DIRECTIONS » In the entries that follow, find the line containing "the red santa"; from there, copy every line exactly through the line containing "the dog's ear".

SOURCE INFORMATION »
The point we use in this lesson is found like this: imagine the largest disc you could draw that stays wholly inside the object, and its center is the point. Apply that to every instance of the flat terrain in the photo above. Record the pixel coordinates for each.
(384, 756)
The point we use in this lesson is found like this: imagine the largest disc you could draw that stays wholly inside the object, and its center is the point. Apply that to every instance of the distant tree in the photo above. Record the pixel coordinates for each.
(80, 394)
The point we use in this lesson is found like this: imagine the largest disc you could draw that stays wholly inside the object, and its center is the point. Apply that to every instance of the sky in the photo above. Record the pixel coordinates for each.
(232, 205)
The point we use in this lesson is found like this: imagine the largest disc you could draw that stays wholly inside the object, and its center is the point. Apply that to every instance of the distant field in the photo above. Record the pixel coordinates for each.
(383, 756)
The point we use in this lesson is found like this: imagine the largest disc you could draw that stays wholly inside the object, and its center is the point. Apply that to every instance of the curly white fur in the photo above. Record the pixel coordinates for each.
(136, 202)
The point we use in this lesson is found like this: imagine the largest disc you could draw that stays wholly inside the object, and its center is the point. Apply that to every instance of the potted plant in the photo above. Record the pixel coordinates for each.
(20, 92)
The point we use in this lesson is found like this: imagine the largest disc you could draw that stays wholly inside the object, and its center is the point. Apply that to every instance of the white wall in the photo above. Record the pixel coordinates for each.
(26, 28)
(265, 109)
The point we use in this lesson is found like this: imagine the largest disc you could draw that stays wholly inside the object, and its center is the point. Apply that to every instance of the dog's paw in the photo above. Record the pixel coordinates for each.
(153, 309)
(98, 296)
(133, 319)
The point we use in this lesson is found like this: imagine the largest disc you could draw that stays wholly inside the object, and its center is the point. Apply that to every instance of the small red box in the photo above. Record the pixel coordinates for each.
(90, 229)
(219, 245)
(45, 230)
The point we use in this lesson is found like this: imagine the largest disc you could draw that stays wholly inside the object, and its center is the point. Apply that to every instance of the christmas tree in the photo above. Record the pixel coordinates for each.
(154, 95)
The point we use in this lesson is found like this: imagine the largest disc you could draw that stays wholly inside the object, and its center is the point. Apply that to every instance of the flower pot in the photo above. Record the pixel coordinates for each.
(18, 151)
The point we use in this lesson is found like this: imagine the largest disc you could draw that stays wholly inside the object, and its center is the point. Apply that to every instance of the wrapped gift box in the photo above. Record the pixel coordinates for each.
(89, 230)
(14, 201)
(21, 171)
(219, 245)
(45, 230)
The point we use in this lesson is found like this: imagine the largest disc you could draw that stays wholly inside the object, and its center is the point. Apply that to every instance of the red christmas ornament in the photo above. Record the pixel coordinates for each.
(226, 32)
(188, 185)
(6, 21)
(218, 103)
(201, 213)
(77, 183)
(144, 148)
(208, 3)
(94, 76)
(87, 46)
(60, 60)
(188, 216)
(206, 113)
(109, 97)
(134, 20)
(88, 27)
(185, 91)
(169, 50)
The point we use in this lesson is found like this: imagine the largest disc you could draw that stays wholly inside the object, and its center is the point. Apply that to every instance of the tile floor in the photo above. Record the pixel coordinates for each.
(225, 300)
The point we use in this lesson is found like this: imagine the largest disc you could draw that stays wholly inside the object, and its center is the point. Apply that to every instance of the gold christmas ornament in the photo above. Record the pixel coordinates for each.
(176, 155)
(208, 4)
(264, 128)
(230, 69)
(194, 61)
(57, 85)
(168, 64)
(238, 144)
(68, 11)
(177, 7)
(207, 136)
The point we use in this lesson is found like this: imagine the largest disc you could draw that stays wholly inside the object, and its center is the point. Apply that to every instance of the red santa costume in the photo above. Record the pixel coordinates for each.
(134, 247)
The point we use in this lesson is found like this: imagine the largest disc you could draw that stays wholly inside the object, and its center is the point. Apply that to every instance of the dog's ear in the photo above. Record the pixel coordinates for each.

* * *

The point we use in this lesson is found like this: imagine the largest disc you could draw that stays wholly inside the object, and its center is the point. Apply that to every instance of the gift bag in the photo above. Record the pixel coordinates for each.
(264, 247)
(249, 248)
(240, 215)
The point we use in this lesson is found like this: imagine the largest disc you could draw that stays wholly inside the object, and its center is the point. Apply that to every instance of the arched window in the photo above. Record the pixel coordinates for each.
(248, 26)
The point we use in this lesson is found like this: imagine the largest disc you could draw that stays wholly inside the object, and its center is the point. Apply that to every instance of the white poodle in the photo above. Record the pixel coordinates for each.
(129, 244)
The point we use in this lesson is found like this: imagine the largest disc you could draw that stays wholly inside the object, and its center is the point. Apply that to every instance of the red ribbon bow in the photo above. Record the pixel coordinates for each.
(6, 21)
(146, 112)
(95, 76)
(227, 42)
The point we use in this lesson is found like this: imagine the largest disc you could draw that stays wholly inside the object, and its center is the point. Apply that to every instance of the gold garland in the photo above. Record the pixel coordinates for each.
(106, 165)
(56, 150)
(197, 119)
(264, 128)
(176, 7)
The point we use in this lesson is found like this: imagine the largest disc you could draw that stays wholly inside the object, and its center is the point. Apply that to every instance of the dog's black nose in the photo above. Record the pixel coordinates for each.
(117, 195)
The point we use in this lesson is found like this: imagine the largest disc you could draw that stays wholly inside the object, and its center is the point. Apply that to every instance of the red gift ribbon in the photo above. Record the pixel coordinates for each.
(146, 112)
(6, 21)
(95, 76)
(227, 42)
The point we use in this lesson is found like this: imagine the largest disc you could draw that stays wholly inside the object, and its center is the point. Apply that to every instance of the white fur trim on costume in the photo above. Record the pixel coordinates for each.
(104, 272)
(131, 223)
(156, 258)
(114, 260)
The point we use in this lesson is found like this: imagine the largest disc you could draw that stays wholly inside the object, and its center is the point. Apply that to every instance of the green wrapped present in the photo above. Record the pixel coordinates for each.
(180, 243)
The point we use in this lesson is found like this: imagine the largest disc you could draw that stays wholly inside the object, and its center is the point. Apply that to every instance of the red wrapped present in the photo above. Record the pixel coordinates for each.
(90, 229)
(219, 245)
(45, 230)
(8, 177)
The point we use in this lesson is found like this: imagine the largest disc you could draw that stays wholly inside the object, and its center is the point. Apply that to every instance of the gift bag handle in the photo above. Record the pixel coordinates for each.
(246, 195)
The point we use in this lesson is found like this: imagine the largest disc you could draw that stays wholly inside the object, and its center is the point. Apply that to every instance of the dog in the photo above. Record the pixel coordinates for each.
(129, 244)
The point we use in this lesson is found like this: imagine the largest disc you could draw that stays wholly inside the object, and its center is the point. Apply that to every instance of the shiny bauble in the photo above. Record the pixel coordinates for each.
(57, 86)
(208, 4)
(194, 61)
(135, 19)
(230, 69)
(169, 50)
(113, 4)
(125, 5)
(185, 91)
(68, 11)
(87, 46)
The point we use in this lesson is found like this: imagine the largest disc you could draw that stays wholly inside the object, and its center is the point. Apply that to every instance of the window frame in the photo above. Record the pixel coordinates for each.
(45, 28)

FINAL ANSWER »
The point we use in this lesson is found like this: imagine the largest disc you could draw that stays wholly inside the object, and its center is the point. Apply that to every instance of the red santa costume in the photo above. Record the pixel coordinates for each.
(134, 247)
The point we use in this lesson is found like this: imagine the largest disc you could draw that stays wholly inside the object, and its center is the point. Apply that to every instance of the dog's ear in the photo above. Record the pixel coordinates for each.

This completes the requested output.